• _PROVIDED DATA_
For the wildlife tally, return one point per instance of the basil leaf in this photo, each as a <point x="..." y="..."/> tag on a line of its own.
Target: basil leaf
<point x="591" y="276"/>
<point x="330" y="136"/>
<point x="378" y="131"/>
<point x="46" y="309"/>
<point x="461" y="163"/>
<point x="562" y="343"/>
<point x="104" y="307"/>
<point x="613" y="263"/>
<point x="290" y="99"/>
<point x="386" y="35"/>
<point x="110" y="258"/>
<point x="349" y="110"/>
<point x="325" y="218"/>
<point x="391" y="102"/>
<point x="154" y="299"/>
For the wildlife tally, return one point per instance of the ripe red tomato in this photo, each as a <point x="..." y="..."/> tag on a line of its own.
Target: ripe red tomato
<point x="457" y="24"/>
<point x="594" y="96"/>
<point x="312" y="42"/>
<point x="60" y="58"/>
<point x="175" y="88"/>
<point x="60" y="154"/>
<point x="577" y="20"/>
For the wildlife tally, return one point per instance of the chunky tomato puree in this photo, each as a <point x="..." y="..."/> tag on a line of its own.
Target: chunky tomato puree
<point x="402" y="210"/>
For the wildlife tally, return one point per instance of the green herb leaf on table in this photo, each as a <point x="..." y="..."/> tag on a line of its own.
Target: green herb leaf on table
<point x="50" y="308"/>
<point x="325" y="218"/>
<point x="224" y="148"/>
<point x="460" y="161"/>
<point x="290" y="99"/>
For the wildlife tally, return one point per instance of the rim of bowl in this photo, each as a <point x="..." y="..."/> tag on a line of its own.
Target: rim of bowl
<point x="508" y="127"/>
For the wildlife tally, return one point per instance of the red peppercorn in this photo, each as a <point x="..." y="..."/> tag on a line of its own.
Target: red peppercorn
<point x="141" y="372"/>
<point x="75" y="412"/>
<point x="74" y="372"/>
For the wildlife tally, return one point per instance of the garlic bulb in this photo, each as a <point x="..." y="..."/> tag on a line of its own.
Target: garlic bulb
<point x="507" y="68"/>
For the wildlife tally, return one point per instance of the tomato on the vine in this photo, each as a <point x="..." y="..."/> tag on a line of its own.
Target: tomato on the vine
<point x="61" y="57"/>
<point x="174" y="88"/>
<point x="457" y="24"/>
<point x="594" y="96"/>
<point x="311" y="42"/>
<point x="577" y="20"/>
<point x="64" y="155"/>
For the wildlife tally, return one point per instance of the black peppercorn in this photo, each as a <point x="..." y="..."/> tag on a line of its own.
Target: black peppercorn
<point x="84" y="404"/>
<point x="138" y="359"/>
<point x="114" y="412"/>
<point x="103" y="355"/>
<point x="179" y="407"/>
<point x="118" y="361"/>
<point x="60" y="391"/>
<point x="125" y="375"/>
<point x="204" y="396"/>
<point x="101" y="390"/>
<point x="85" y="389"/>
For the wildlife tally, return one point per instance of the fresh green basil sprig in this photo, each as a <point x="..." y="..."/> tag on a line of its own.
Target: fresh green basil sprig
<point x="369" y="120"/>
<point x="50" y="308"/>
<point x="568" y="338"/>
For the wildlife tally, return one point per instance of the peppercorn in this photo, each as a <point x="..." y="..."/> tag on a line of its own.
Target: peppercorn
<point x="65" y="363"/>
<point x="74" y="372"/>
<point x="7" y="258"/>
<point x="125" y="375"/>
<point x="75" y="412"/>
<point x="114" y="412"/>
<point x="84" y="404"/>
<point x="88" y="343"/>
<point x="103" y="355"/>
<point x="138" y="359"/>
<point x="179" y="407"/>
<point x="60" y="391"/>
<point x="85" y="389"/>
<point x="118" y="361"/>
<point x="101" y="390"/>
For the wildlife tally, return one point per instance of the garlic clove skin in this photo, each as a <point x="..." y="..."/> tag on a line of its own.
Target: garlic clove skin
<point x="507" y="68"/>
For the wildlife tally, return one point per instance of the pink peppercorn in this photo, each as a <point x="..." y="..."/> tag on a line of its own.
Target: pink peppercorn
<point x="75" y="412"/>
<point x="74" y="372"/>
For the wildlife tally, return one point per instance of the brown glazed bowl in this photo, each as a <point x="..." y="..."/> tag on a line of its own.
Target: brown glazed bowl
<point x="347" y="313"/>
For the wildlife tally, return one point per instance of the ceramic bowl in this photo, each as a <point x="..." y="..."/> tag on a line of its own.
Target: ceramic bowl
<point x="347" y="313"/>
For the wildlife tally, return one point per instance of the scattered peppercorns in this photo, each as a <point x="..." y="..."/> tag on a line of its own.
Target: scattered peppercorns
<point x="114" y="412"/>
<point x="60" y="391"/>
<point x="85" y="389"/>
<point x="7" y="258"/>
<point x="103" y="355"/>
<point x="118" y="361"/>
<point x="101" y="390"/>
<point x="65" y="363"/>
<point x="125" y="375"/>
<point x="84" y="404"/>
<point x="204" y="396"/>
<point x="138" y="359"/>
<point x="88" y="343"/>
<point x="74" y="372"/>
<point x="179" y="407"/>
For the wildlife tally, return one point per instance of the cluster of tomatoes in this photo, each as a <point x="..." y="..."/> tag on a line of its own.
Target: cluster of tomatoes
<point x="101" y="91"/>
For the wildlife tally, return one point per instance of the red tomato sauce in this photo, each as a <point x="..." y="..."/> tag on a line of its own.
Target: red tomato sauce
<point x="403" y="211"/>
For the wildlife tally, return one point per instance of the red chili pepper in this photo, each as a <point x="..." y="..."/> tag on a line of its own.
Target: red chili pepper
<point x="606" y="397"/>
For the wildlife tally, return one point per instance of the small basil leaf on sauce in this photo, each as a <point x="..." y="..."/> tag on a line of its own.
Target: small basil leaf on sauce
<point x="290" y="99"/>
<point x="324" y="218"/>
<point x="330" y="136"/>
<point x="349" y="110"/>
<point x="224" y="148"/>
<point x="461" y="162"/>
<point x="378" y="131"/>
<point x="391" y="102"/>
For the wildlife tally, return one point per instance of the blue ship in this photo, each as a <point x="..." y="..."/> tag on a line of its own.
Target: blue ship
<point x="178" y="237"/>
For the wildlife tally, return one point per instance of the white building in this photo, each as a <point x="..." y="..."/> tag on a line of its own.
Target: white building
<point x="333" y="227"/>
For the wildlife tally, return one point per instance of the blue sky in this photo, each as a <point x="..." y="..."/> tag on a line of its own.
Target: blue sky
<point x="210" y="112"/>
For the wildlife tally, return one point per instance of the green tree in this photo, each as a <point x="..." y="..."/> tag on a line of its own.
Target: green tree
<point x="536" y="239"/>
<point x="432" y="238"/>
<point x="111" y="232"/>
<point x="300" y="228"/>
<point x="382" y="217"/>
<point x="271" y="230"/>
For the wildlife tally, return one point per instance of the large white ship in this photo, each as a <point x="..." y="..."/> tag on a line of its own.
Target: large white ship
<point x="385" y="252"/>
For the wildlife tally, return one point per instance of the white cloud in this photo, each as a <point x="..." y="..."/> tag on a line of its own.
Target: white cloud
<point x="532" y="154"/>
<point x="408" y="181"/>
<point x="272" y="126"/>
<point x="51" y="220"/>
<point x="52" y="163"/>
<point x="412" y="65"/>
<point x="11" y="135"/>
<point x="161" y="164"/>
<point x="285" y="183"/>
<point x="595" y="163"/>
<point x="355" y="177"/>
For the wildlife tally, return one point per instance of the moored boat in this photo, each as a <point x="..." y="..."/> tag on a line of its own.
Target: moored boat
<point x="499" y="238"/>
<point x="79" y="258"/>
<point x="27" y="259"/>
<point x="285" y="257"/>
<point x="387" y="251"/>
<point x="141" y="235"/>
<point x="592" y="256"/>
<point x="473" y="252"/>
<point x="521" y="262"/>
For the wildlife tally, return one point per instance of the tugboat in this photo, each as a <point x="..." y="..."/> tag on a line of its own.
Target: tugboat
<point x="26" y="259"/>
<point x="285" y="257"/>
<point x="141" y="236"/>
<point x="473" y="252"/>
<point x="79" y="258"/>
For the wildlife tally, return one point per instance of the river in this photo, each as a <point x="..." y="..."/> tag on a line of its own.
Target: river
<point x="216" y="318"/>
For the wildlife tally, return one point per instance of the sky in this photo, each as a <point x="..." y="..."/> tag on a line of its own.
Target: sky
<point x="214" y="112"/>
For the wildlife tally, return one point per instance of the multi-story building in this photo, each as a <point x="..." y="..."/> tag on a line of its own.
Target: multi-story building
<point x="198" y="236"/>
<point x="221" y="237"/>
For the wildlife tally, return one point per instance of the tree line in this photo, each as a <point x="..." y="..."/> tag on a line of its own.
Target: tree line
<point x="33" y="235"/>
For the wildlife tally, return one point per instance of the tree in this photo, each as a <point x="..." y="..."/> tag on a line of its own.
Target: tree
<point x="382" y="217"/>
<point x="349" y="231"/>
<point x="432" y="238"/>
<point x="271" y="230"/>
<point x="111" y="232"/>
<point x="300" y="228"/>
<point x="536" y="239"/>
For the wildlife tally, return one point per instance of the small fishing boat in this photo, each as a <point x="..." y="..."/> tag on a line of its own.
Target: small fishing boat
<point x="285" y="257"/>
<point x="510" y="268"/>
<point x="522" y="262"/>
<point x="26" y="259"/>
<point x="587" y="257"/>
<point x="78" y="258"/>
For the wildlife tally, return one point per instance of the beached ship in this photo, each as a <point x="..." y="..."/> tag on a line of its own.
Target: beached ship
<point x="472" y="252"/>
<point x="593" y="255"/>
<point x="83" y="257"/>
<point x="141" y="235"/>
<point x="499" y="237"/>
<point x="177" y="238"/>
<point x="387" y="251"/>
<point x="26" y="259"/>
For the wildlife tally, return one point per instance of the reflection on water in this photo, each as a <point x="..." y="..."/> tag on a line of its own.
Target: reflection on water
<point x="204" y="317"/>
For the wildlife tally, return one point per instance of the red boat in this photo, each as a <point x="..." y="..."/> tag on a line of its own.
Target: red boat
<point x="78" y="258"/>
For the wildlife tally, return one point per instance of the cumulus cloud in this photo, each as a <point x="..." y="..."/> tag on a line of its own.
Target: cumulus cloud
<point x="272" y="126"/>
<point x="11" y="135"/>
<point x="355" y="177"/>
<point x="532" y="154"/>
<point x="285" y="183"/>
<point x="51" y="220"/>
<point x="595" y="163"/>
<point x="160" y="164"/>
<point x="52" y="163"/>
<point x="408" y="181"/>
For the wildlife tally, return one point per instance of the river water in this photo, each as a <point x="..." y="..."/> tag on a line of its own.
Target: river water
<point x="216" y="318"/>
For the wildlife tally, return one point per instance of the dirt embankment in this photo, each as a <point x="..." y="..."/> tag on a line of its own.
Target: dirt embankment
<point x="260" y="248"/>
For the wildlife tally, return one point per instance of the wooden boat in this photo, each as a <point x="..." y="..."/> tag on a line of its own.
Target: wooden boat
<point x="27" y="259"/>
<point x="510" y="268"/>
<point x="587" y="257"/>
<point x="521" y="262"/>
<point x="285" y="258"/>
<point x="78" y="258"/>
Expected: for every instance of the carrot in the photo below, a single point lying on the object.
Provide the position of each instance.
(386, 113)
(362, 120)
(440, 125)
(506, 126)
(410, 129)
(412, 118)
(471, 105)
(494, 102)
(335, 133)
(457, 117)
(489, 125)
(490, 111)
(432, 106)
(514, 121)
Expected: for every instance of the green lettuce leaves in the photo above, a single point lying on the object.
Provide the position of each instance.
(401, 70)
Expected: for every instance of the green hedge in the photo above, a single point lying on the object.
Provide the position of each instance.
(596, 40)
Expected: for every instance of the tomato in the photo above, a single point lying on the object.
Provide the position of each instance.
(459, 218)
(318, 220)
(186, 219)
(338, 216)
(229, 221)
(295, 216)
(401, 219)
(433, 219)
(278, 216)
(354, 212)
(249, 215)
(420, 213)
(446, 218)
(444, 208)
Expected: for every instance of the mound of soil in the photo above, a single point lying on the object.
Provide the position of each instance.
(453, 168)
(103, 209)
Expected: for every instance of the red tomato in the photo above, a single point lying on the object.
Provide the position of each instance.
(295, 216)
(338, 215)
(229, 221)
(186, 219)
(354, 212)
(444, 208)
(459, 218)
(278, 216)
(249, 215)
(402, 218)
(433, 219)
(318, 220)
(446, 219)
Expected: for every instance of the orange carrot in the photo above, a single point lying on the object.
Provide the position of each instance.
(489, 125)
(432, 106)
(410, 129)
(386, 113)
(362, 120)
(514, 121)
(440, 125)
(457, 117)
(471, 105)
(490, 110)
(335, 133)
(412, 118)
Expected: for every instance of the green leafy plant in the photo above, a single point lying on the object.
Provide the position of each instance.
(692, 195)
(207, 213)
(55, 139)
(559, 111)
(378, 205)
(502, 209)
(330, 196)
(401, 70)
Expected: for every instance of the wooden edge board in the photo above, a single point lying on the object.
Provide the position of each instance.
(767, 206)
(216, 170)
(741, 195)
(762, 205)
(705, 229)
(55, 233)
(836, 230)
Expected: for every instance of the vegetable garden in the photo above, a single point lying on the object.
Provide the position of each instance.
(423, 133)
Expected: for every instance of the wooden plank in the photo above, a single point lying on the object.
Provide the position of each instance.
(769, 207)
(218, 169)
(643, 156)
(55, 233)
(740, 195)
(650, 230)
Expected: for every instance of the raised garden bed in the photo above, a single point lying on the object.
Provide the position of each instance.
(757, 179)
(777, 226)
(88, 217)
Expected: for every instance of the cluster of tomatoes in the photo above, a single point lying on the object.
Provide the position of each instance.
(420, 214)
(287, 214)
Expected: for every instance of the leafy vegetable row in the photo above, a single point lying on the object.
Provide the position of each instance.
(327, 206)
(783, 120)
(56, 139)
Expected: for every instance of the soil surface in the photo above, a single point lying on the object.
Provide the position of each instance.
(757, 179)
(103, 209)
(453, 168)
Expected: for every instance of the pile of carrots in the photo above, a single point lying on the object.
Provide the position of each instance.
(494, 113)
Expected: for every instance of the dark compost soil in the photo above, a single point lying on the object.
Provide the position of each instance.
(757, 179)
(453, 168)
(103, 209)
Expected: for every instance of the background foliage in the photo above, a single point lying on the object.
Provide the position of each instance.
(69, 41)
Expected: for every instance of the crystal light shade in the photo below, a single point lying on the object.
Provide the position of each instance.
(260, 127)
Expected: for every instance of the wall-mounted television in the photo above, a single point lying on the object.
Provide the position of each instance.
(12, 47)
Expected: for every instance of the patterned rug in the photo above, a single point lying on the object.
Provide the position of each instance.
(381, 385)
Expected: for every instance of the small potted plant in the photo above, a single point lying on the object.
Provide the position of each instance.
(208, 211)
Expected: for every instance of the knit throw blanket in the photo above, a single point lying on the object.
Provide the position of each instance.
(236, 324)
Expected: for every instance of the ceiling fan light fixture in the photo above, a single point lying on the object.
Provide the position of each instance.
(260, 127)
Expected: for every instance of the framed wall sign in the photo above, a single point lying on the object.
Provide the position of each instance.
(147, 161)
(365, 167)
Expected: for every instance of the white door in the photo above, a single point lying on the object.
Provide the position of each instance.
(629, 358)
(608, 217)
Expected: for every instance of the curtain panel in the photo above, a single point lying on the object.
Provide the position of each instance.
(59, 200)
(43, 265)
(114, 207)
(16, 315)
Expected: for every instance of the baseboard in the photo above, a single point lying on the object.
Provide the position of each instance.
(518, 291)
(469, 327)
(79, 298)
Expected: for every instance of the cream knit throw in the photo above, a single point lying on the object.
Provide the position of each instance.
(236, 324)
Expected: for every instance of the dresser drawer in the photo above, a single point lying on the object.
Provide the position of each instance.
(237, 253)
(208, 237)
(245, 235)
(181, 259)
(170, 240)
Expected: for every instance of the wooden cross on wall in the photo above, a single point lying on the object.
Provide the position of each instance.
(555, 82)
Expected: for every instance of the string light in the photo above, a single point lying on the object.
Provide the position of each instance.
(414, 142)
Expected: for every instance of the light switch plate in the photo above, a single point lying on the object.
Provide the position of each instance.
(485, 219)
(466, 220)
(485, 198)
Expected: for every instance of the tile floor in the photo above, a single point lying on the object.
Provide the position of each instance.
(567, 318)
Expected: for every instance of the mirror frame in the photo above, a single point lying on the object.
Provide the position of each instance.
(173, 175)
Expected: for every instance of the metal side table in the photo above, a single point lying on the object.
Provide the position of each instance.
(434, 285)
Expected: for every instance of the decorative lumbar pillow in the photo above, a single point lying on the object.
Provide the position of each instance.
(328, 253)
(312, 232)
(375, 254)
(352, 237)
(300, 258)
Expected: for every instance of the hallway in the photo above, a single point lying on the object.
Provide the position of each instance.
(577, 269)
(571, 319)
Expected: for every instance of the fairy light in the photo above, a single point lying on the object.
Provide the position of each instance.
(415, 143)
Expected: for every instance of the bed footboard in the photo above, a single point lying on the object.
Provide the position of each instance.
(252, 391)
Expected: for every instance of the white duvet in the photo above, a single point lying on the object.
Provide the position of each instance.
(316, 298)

• _INSTRUCTIONS FOR THE TASK_
Only the lines from the one that contains "Expected: for every instance of the bed" to the end of the data should be output, exactly as they appear.

• _WRITTEN ANSWER_
Expected: for every instance of the bed footboard in the photo above, a single point lying on the object.
Provide the position of each instance.
(252, 391)
Expected: for every instance of the white duvet in the photo above, a single point lying on the object.
Provide the position of each instance.
(316, 298)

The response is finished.